* [Passage to read]:
■ ■ ■ ■ ■

90 years of the Polish Pavilion in Venice

The collection of the Zachęta ­— National Gallery of Art includes a print by Teresa Jakubowska entitled Venice (1969). The artist captured the crucial elements that identify the city: most notably, the gondolas, but also the pearls of its architecture — St Mark’s Basilica, with people in carnival masks dancing in front of it, the Doge’s palace, the church of Santa Maria della Salute, the Rialto bridge, and the Venetian lions.

Jakubowska presented Venice in a universal way, through a prism of the city’s well-known symbols, but the Polish audience and art aficionados can associate it with yet another important building: the Polish Pavilion at the Venice Biennale. This year marks the 90th anniversary of the opening of the pavilion, located like other national pavilions in the vast area of the Giardini della Biennale. The pavilion was designed by Brenno del Giudice (1888-1957), who, before becoming an architect, was a successful competitive rower. This graduate of the Accademia di Belle Arti in Venice (1908) is also the author of the poster for the 15th International Art Exhibition in Venice (1926) and the now defunct pavilions by the entrance to the Biennale grounds. He also designed the ossuary of the Vidor Cemetery (1925), the Church of Christ the King in Sant’Erasmo (1929) and the Marathan Tower in Turin (1932).

■ ■ ■ ■ ■

* [Stated exercise 1]: Could you turn every one of the object location entries below into a numbered list, dropping the blank lines and leaving the pictures out?

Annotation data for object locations
■ ■ ■ ■ ■

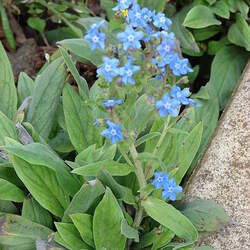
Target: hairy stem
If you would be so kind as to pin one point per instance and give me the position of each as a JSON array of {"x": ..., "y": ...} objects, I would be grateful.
[
  {"x": 157, "y": 147},
  {"x": 142, "y": 183}
]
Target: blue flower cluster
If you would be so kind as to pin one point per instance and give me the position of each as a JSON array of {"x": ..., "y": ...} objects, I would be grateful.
[
  {"x": 169, "y": 186},
  {"x": 113, "y": 132},
  {"x": 144, "y": 28},
  {"x": 95, "y": 37}
]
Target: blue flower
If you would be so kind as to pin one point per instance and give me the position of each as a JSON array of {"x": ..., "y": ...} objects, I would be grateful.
[
  {"x": 167, "y": 45},
  {"x": 163, "y": 61},
  {"x": 126, "y": 72},
  {"x": 159, "y": 179},
  {"x": 97, "y": 25},
  {"x": 180, "y": 95},
  {"x": 192, "y": 102},
  {"x": 111, "y": 102},
  {"x": 96, "y": 38},
  {"x": 108, "y": 69},
  {"x": 167, "y": 106},
  {"x": 113, "y": 132},
  {"x": 96, "y": 123},
  {"x": 149, "y": 33},
  {"x": 170, "y": 189},
  {"x": 179, "y": 66},
  {"x": 134, "y": 17},
  {"x": 122, "y": 5},
  {"x": 161, "y": 21},
  {"x": 147, "y": 15},
  {"x": 130, "y": 38}
]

■ ■ ■ ■ ■

* [Stated exercise 2]: According to the passage on the Polish Pavilion in Venice, what sport did the pavilion's architect compete in before becoming an architect?

* [Result 1]:
1. Target: hairy stem
2. If you would be so kind as to pin one point per instance and give me the position of each as a JSON array of {"x": ..., "y": ...} objects, I would be grateful.
3. [
4.   {"x": 157, "y": 147},
5.   {"x": 142, "y": 183}
6. ]
7. Target: blue flower cluster
8. If you would be so kind as to pin one point per instance and give me the position of each as a JSON array of {"x": ..., "y": ...} objects, I would be grateful.
9. [
10.   {"x": 169, "y": 186},
11.   {"x": 113, "y": 132},
12.   {"x": 144, "y": 28},
13.   {"x": 95, "y": 37}
14. ]
15. Target: blue flower
16. If you would be so kind as to pin one point per instance and give me the position of each as a JSON array of {"x": ..., "y": ...} objects, I would be grateful.
17. [
18.   {"x": 167, "y": 45},
19.   {"x": 163, "y": 61},
20.   {"x": 126, "y": 72},
21.   {"x": 159, "y": 179},
22.   {"x": 97, "y": 25},
23.   {"x": 180, "y": 95},
24.   {"x": 192, "y": 102},
25.   {"x": 111, "y": 102},
26.   {"x": 96, "y": 38},
27.   {"x": 108, "y": 69},
28.   {"x": 167, "y": 106},
29.   {"x": 113, "y": 132},
30.   {"x": 96, "y": 123},
31.   {"x": 149, "y": 33},
32.   {"x": 170, "y": 189},
33.   {"x": 179, "y": 66},
34.   {"x": 134, "y": 17},
35.   {"x": 122, "y": 5},
36.   {"x": 161, "y": 21},
37.   {"x": 147, "y": 15},
38.   {"x": 130, "y": 38}
39. ]

* [Result 2]: Rowing.